■ TASK OBJECTIVE:
Repeat only the lines below from the one containing "Target: dog's front leg" through the one containing "Target: plaid scarf", inclusive, exactly as written.

■ DATA LISTING:
== Segment start ==
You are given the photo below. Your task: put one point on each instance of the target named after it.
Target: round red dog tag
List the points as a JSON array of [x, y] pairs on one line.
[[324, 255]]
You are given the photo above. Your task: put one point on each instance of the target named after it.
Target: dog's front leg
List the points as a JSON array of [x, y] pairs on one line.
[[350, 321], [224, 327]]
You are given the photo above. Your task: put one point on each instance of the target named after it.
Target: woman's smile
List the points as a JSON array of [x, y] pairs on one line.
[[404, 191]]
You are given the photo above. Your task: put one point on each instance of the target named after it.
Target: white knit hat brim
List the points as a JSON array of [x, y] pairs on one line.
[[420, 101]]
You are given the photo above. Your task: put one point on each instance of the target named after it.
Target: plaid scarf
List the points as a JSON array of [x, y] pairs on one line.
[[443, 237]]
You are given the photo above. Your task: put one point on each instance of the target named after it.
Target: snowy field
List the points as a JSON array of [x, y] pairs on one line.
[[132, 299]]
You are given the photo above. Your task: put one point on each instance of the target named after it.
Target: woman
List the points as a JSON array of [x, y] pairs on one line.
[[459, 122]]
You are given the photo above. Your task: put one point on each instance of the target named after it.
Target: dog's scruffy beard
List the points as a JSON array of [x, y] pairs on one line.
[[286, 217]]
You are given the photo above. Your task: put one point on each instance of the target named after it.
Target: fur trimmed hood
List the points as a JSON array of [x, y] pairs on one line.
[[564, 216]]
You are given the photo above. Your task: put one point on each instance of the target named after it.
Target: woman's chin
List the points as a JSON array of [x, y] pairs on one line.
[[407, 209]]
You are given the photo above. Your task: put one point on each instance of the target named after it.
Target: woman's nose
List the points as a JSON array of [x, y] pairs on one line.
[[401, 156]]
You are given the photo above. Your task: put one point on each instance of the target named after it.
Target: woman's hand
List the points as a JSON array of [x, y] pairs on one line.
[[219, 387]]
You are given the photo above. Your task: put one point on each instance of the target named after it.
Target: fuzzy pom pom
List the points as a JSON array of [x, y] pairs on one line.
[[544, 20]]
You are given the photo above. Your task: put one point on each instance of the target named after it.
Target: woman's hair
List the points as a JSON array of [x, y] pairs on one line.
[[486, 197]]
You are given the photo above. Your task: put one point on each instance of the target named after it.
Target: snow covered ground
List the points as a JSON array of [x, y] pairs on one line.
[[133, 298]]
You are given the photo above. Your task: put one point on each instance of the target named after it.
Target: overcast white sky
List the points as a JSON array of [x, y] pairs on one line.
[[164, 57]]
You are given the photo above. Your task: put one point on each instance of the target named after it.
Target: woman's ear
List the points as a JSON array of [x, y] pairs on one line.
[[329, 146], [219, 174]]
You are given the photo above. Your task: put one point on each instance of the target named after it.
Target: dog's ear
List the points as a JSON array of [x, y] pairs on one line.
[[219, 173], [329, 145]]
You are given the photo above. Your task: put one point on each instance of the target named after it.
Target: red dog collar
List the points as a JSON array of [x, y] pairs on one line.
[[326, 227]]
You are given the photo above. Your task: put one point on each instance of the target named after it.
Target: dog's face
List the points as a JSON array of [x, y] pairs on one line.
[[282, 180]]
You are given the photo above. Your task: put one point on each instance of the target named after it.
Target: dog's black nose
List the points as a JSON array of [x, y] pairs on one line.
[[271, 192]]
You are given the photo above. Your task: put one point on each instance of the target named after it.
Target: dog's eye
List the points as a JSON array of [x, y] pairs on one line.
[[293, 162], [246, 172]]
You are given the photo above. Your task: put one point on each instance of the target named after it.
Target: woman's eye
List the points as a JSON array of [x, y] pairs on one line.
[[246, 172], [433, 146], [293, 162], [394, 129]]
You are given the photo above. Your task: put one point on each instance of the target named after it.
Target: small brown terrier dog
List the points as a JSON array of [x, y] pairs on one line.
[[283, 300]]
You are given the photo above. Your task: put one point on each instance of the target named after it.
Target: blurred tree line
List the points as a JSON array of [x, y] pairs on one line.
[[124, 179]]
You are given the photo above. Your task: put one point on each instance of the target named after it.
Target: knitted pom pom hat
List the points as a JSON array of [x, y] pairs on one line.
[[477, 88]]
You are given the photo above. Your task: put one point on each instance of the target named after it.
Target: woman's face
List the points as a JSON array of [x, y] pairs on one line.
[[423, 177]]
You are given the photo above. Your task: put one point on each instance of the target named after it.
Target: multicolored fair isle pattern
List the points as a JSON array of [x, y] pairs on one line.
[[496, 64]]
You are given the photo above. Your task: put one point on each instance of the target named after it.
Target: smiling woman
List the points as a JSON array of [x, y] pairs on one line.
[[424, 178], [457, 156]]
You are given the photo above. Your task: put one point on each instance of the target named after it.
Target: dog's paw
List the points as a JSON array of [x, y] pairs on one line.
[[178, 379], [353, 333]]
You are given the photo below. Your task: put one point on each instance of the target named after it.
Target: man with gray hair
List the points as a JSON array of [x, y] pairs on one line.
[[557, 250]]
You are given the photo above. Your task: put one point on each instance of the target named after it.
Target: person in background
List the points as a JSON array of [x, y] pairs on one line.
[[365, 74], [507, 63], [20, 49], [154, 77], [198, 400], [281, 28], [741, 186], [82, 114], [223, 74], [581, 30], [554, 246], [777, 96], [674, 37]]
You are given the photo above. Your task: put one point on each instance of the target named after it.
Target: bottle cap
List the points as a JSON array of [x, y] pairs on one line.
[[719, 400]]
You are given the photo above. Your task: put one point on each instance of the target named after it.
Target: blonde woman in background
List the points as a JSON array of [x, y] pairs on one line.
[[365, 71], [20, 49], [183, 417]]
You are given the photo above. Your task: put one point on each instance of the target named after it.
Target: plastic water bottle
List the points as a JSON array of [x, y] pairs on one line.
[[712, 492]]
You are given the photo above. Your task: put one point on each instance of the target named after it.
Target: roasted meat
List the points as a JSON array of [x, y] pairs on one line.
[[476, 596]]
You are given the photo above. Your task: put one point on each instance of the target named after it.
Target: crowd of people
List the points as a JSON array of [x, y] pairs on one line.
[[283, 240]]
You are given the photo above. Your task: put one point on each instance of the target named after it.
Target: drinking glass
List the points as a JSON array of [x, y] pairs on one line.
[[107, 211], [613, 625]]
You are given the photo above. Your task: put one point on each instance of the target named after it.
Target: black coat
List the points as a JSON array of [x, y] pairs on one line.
== Segment end ==
■ TASK ANSWER:
Target: dog's front leg
List the points as a JSON array of [x, y] pairs on one line.
[[350, 321], [224, 327]]
You are given the photo above. Your task: put one point on each instance of the target named after it.
Target: woman's smile
List the points as a JSON array of [x, y] pairs on one line.
[[404, 191]]
You are given the photo above. Your task: put one point on each instance of the target named after it.
Target: white knit hat brim
List the points as a JSON array of [x, y] pairs on one line.
[[420, 101]]
You are given the photo above. Your task: put one point on each instance of the target named after it.
Target: plaid scarf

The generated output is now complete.